Give every entry again, word for word.

======

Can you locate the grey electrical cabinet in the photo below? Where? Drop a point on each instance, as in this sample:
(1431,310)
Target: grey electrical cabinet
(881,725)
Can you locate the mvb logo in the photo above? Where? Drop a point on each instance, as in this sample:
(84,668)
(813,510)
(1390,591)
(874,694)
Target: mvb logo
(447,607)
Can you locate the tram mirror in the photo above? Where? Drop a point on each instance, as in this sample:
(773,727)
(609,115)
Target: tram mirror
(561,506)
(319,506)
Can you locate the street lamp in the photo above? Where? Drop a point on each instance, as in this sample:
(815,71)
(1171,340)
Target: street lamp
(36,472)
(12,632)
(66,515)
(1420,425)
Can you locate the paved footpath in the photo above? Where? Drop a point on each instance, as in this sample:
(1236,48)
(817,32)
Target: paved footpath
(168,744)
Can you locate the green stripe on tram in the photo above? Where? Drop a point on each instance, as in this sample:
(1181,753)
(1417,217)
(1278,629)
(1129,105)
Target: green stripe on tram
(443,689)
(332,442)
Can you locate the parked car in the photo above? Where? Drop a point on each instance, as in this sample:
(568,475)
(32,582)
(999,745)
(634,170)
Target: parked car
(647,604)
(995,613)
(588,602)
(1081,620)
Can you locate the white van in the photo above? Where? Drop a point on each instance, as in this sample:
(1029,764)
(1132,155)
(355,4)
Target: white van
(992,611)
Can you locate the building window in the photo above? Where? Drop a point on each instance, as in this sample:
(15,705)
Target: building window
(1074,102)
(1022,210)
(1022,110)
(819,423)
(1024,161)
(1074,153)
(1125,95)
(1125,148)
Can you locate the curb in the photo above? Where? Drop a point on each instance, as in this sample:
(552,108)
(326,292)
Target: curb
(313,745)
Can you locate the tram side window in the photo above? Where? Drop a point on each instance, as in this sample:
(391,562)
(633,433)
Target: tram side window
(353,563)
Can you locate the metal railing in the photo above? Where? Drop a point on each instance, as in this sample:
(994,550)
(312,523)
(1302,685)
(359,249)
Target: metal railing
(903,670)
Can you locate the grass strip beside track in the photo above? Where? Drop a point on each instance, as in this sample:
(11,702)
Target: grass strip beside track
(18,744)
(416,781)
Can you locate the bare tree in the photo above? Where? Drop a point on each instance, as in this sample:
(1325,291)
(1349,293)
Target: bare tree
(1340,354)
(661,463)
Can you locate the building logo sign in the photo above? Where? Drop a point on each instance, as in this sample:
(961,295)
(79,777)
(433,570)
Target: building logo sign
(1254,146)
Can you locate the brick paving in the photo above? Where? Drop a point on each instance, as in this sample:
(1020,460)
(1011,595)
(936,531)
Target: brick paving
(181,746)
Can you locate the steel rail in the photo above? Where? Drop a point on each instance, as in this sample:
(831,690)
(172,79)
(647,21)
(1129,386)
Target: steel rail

======

*Task solution:*
Can you locate the grey electrical cabinet in the photo below? Where? Drop a point on each instance, as in this sample:
(1431,310)
Target: grey electrical cabinet
(881,725)
Can you locate the mvb logo in the photo above? Where? Drop a point on each instance, as in this sample:
(84,668)
(813,510)
(1390,591)
(874,694)
Target: mvb logo
(447,607)
Can you locate the tram mirror in the photo above? Where? Drop a point on each instance, as in this sample:
(773,727)
(609,115)
Target: tram mirror
(561,506)
(319,506)
Can you locate the street lamp in the photo above? Where? Drop a point on each instance, as in this sample:
(815,71)
(1171,340)
Target: street lamp
(36,472)
(12,632)
(66,515)
(1420,425)
Can you locate the paved footpath in the photo above? Where? Drop a point on each instance, as in this sample:
(1236,48)
(817,32)
Target: paved footpath
(168,744)
Can you locate the green stripe on tram in the photo above? Where? Drop a point on each instance, as in this sample:
(1181,753)
(1417,217)
(1278,629)
(1129,105)
Target: green stripe on tram
(443,689)
(332,442)
Can you locate the parked car in the photo above? Where? Drop a point on each instance, as in this sample:
(568,475)
(32,582)
(999,745)
(634,170)
Target: parked car
(647,604)
(995,613)
(588,602)
(1081,620)
Can you locate the white van in the photo above? Where? Drop a point on each instance, as in this sample:
(1029,764)
(1132,155)
(355,4)
Target: white van
(992,611)
Can you locate the building window in the photo above? Where? Drop a point on each instance, as in this sample:
(15,705)
Target: building window
(1074,102)
(1022,210)
(1022,110)
(819,423)
(1024,161)
(1074,153)
(1125,95)
(1125,148)
Can you locate the curb in the photo above? Where? Drop a point on each instance, as in this sample:
(552,108)
(326,292)
Target: curb
(313,745)
Can you locate the tram side window in the photo above? Where? Drop a point on each instance, as in this sample:
(391,562)
(633,433)
Target: tram side window
(353,563)
Can you locate the metal railing in the photo above? Where? Drop a point on each instance, as in this sample:
(994,550)
(312,523)
(1302,685)
(359,249)
Target: metal railing
(903,670)
Can you locate the grass strip beside track in the photo above? Where? Drop a point on each instance, as in this sample:
(11,702)
Target: grass strip beside track
(18,744)
(416,781)
Can you locate the bare tree in the photo above? Where? Drop a point on each instance, as in this sample:
(1325,291)
(1349,293)
Target: bare tree
(1340,354)
(661,463)
Can you locate the building logo sign in the photo above? Where? Drop a point on each instance, as in this sample:
(961,295)
(79,777)
(433,570)
Target: building logo sign
(1254,146)
Can you locate the brick paving in the photo above? Where? Drop a point on each instance, as in this sample:
(1020,460)
(1011,595)
(936,531)
Target: brick paving
(181,746)
Can you locate the steel rail in the photo above? Where? Drop a point on each instance, as in this sample:
(831,690)
(172,79)
(647,21)
(1129,386)
Target: steel rail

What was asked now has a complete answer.